Text under study.

[Start of section]

The student will benefit from Associate Professor Davidson’s genomic discovery expertise and broader program of translational corneal dystrophy research and Dr Pontikos’ computational research team that have extensive experience developing bespoke bioinformatic analytical pipelines and databases, as well as integrating standardised phenotypic information for genomics discovery in rare eye disease.
This studentship has also been designed to equip the prospective student with relevant knowledge, a multidisciplinary skill set, and an overall grounding to develop as a potential leader in their chosen area of interest, whether that vision science, computational biology and/or functional genomics.
Duties and Responsibilities
The successful candidate is expected to:
• Conduct bioinformatic analysis of next generation sequencing data (whole exome sequencing, whole genome sequencing and RNA-Seq)
• Undertake appropriate molecular/cellular experimental approaches to validate the functional significance of disease-associated variants.
• Work in collaboration with other researchers, clinicians and allied healthcare workers
• Prepare presentations for delivery by self and others.
• Travel for collaboration and other meetings or conferences.
• Prepare reports, and manuscripts for submission to peer-reviewed journals.
• Contribute to the overall activities of the research team, department and be aware of UCL policies.
• Hold, or expect to receive, a minimum upper-second degree or equivalent in an associated subject such as biology, genetics, or life sciences with a computational or statistical background. A Master’s degree or previous lab-based research experience is desirable.
• Interested in bioinformatics, genetics, cell biology and human diseases as well as translational research
• Experience with statistical methods and software packages (e.g. in R or Python)

[End of section]

Data listing.
[Start of section]

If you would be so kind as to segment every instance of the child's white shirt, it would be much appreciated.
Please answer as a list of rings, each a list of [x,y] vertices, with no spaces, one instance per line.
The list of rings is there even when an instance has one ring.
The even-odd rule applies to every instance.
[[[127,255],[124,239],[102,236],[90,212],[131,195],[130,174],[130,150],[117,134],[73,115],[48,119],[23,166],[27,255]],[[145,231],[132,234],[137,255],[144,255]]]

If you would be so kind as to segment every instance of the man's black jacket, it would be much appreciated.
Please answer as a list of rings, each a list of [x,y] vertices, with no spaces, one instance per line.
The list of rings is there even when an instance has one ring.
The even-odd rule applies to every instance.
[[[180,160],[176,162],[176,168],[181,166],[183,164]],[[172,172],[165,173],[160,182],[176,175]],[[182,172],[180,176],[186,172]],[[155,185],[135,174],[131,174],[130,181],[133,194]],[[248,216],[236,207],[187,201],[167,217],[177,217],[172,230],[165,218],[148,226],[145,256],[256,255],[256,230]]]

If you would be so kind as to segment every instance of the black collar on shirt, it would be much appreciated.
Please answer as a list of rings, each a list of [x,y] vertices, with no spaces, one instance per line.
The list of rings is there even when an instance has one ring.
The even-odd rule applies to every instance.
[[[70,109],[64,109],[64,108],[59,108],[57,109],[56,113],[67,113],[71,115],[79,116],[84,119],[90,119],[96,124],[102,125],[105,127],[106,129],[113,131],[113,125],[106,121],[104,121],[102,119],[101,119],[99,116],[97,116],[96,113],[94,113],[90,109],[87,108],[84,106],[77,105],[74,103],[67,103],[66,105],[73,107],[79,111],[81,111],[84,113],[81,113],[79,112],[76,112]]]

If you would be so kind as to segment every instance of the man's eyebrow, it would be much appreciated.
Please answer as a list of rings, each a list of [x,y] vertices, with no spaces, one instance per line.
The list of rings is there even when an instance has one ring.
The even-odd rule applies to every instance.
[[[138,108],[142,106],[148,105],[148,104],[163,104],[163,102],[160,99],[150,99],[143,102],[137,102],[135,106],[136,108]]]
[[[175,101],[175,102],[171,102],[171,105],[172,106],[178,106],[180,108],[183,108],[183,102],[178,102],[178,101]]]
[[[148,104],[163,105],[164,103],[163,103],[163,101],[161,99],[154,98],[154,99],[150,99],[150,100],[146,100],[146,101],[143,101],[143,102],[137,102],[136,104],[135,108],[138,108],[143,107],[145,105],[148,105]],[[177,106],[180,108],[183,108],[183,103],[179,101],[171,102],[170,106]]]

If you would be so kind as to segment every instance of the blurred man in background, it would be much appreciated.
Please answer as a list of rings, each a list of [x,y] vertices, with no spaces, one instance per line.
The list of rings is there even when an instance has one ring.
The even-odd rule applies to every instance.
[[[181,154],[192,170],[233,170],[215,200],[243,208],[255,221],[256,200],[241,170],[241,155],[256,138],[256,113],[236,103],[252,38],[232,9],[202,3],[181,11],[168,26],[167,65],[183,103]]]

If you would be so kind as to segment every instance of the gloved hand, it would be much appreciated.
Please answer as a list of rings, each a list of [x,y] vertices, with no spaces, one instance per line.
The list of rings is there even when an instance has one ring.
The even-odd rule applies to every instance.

[End of section]

Problems to solve.
a) Copy from the studentship posting the part that opens with the words "This studentship has" and closes with "self and others.", keeping every word and mark as it appears.
b) Write the next part of the studentship posting, starting right after its last line.

Written answers.
a)
This studentship has also been designed to equip the prospective student with relevant knowledge, a multidisciplinary skill set, and an overall grounding to develop as a potential leader in their chosen area of interest, whether that vision science, computational biology and/or functional genomics.
Duties and Responsibilities
The successful candidate is expected to:
• Conduct bioinformatic analysis of next generation sequencing data (whole exome sequencing, whole genome sequencing and RNA-Seq)
• Undertake appropriate molecular/cellular experimental approaches to validate the functional significance of disease-associated variants.
• Work in collaboration with other researchers, clinicians and allied healthcare workers
• Prepare presentations for delivery by self and others.

b)
• Experience in bioinformatics or computational biology
• Experimental skills in human genetics, molecular and cellular biology
• High proficiency in written and spoken English is required
• Very strong work ethic, with the ability to think creatively and work both independently and within a team
Informal project enquiries should be made to Associate Professor Alice Davidson (firstname.lastname@example.org) or Dr Nikolas Pontikos (email@example.com)
How to apply
Applicants should submit an application to the Research Degrees Manager firstname.lastname@example.org. You will be required to submit a CV, a covering letter outlining motivation, interest, and suitability for this project, and contact details for two academic referees.
Enquiries on the application process should be sent to the Research Degrees Manager (email@example.com).
Shortlisted candidates will be contacted directly for interview.
The successful candidate will ideally start on 26 September 2022, but flexibility with respect to the start date is possible.
This studentship is funded for 3 years by Fight For Sight and includes UK UCL PhD tuition fees (currently £5,525 per year), laboratory costs and an annual salary stipend starting at £20,000 to be used for accommodation and living expenses.
The full studentship is eligible to all UK nationals and some EU nationals depending on their settlement status.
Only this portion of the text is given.